Continue the Jupiter Absolute Return Fund update, picking up after its last paragraph on short equity positions in European stocks.

Reading text ->
——

Jupiter Absolute Return Fund - fund update

By Rob Morgan | Tue 24 August 2010

The launch of the Jupiter Absolute Return Fund in December last year attracted much investor interest. It aims to provide a positive return each year as well as controlling risk and sheltering capital. Philip Gibbs’s reputation for calling the economic environment is renowned in the industry so we had high hopes. The fund has got off to a slow start but we remain positive about the prospects.

Whilst the fund has the ability to invest in a wide spectrum of assets, Philip Gibbs’s main area of expertise is financial stocks, so he tends to use these when constructing his portfolio. Unfortunately the last few months have been difficult for many shares in this sector, so although Philip Gibbs has identified some good companies, there have been fewer opportunities to make money.

He is also concerned about market volatility and has chosen to maintain a defensive stance until he sees signs of sentiment moving in a clear direction. It's easy to form a negative outlook of the current environment given the issues of sovereign debt, unemployment and austerity measures. Indeed, this might seem a good reason to short (please see below for explanation) various sectors in anticipation of market pessimism. However, Philip Gibbs’s view is that valuations of equities in general (and certain sectors specifically) represent good value. In other words, no matter how bad the backdrop, there is an opportunity to buy if the price is cheap enough.

Philip Gibbs has typically made money from getting the big calls right – being invested in the market when it's rising and preserving capital at the right moments, although he won’t get it right every time. In recent months markets have been volatile but trading in a relatively narrow range. Therefore his strategy is to await signs of a significant sentiment change before investing more fully. Given he has proven adept at timing the market in the past we are happy to see him biding his time waiting for the right opportunities to come along.

Exposure to equities is therefore selective and geared towards healthier, less indebted areas such as the Far East and Norway. Given Philip Gibbs’s expertise in financial stocks it's these which currently make up the exposure, including HSBC and Norway’s DnB Nor. Short equity positions are also limited and centred on European stocks where he sees the most pressure from economic problems.

——

Provided records ->
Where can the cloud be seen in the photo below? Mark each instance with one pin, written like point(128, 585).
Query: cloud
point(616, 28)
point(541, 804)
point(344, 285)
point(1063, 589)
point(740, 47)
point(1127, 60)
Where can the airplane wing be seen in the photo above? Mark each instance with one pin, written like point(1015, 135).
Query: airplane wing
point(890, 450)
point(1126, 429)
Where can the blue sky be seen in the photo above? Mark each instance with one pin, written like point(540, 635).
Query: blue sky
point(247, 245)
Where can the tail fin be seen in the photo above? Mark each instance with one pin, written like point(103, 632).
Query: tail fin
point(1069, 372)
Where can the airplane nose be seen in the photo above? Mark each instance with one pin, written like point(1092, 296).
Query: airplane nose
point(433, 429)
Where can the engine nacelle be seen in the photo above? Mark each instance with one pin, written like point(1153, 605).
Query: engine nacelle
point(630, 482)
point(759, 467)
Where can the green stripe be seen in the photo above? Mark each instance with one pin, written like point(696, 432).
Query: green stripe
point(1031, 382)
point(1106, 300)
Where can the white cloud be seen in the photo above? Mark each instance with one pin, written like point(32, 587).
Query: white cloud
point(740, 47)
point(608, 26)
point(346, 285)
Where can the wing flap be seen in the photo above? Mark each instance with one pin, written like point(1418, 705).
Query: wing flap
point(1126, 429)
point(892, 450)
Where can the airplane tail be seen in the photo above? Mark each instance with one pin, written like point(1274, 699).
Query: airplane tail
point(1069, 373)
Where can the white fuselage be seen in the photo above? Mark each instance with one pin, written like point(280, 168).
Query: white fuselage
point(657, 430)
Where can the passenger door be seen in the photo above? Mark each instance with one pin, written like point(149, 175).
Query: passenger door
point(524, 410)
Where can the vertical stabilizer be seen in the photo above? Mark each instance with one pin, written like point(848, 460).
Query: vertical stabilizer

——

Written reply ->
Jupiter Absolute Return Fund

Initial charge 5.25%
Initial saving 5.00%
Annual charge 1.25%
Annual saving 0.10%*

*Annual saving is not available in the SIPP

Find out more about this fund including how to invest

Please read the key features of the Jupiter Absolute Return Fund in addition to the information above

One area where Philip Gibbs has a far larger short position is Japanese government bonds where he feels yields are too low. He believes yields will rise (and prices will fall) to reflect the nation’s high level of sovereign debt. This exposure has also hurt performance in the short term, but he is happy to maintain the position believing the current low rates are unjustified and downside is limited.

Eight months is a short period over which to look at any manager’s performance, and although initial results have been disappointing, Philip Gibbs’s has an excellent long-term record of judging the economic picture accurately. So far with this fund he has, on the whole, made reasonable decisions during a time that market sentiment has wavered. It has resulted in a quiet period, but Philip Gibbs often operates in an opportunistic manner, restructuring his portfolio rapidly in response to changing sentiment. When he does the results can be impressive, so the fund remains firmly on the Wealth 150 list of our favourite funds in each sector.

Please note absolute return funds such as this place emphasis on controlling volatility and risk so should be expected to underperform traditional equity funds when markets are rising.

If you are considering an investment please ensure you read the fund key features which contain more information about the risks and the performance fee.

Rob Morgan
Analyst

Shorting - an explanation

Traditionally investors buy assets they believe will rise in value. Shorting is different. The principle is that the fund manager borrows shares he believes will fall in value and then sells them, hoping by the time he needs to repay the lender the share price will have fallen. The difference between the two prices is the profit or loss. For example:

1. Manager borrows 10,000 shares and sells them for £2 each = £20,000.
2. Purchases these shares six months later at 80p each, cost = £8,000.
3. Profit = £12,000

Had the share price risen by the same amount, it would have cost more to purchase the shares than received from selling them, resulting in a £12,000 loss. Shorting can be effected in a number of ways; fund managers generally short via contracts with a broker rather than actually taking delivery of the shares. This example also ignores transaction and other costs, but it hopefully explains the principle.

The value of investments can go down as well as up, this means you could get back less than you invested. Therefore all investments should be regarded with a long term view. No news or research item is a personal recommendation to deal. If you are unsure about the suitability of an investment please contact us for advice.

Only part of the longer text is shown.